* [BEREITGESTELLTER AUSZUG]
::::
Sellier kommentiert am Permanenter Link
Man sollte also dem Anwalt von O.J.Simpson nachträglich verzeiehn, dass er die Geschworenen und Zuschauer mit unendlich vielen Verhandlungstagen gequält hat an denen jede Aminosäure des Genoms des Angeklagten durchgegangen wurde, um Zweifel zu sähen, dass es ein sicheres Beweismittel sei.
Jürgen J. kommentiert am Permanenter Link
Ist dies etwa der entscheidende Durchbruch bei der Suche nach der "Frau ohne Gesicht", die mit weiblicher DNA raubend und mordend durch Europa zieht und doch immer nur als Mann beschrieben wird?
Eine interessante Reportage zu diesem Fall findet sich in der Mediathek des ZDF (www.zdf.de) als Video unter "Der Fall: die Frau ohne Gesicht".
Der_Rufer kommentiert am Permanenter Link
@ Jürgen J.
Das würde in der Tat die völlige Verschiedenheit der Taten und Orte erklären - es sind einfach völlig verschiedene Täter, denen Knochenmark von der selben Spenderin eingesetzt wurde. Dazu passen die oft parellel gefundenen Spuren männlicher DNA - das sind dann die "natürlichen" Spuren des Täters.
::::
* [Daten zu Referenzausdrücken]
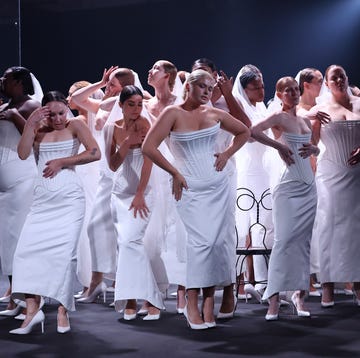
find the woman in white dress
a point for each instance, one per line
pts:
(17, 177)
(132, 203)
(223, 98)
(45, 257)
(338, 181)
(254, 164)
(193, 128)
(166, 249)
(294, 200)
(100, 229)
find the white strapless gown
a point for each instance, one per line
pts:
(203, 208)
(134, 275)
(45, 258)
(337, 224)
(17, 179)
(294, 205)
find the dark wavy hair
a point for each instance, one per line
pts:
(23, 75)
(53, 96)
(129, 91)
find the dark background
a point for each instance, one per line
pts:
(63, 41)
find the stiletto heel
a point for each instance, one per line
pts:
(300, 313)
(11, 313)
(38, 318)
(222, 315)
(99, 289)
(250, 289)
(5, 299)
(193, 325)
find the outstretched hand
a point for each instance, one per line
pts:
(139, 206)
(220, 162)
(308, 149)
(179, 183)
(354, 157)
(286, 155)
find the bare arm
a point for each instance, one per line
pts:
(90, 154)
(241, 135)
(235, 108)
(157, 133)
(257, 132)
(31, 126)
(138, 203)
(82, 96)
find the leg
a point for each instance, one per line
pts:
(32, 307)
(208, 304)
(328, 293)
(180, 298)
(273, 309)
(228, 300)
(192, 306)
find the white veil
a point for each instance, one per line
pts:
(38, 92)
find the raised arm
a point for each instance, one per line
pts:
(274, 121)
(82, 96)
(90, 154)
(158, 132)
(238, 129)
(31, 126)
(235, 108)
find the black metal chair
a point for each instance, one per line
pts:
(249, 250)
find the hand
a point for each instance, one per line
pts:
(225, 84)
(354, 157)
(179, 183)
(320, 116)
(139, 206)
(52, 168)
(37, 116)
(8, 114)
(220, 162)
(308, 149)
(99, 124)
(107, 73)
(286, 155)
(134, 137)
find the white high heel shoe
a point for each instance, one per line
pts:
(222, 315)
(250, 289)
(300, 313)
(38, 318)
(196, 326)
(5, 299)
(99, 289)
(61, 329)
(11, 313)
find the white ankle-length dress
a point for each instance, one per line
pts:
(203, 208)
(294, 206)
(45, 257)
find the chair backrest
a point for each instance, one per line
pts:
(259, 203)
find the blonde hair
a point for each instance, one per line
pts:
(283, 82)
(169, 68)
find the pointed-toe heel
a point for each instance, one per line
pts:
(99, 289)
(151, 317)
(250, 289)
(62, 329)
(38, 318)
(129, 317)
(194, 326)
(300, 313)
(327, 304)
(11, 313)
(272, 317)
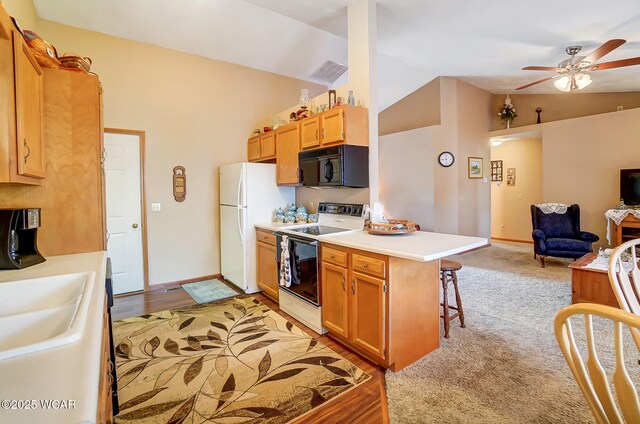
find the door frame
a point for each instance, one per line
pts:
(143, 201)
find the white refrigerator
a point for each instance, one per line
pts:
(248, 196)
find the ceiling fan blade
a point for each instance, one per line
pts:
(604, 49)
(540, 68)
(534, 83)
(617, 64)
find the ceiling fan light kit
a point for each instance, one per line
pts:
(573, 73)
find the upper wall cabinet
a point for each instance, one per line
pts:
(345, 125)
(21, 135)
(262, 148)
(288, 146)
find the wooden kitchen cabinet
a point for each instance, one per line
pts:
(345, 125)
(253, 149)
(387, 309)
(262, 147)
(267, 265)
(21, 102)
(354, 303)
(72, 198)
(287, 148)
(334, 287)
(310, 133)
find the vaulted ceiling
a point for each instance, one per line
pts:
(484, 42)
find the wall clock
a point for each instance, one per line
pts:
(446, 159)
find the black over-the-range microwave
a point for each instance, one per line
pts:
(338, 166)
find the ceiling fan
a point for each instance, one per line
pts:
(573, 73)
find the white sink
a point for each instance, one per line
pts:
(43, 313)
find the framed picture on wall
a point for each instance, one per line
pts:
(475, 167)
(496, 170)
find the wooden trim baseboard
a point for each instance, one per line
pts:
(513, 240)
(163, 286)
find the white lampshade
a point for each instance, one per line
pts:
(582, 80)
(563, 83)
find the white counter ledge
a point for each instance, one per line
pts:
(69, 372)
(418, 246)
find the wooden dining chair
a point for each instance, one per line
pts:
(595, 385)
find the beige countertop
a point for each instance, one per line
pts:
(418, 246)
(66, 373)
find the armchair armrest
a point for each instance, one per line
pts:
(538, 235)
(589, 237)
(539, 245)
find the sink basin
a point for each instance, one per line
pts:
(43, 313)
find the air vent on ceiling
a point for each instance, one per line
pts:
(329, 72)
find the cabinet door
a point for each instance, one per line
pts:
(287, 146)
(310, 133)
(28, 77)
(368, 314)
(253, 149)
(333, 127)
(334, 299)
(268, 146)
(267, 270)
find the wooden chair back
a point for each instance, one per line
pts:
(626, 284)
(595, 384)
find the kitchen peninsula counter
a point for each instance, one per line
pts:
(381, 294)
(418, 246)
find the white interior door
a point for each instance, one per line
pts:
(124, 211)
::::
* [AUFGABE] Unter welchem Titel findet sich laut dem Auszug die Reportage als Video in der Mediathek des ZDF? Die Einträge stehen in keinem Zusammenhang mit dem Auszug.

* [LÖSUNG] Unter „Der Fall: die Frau ohne Gesicht“.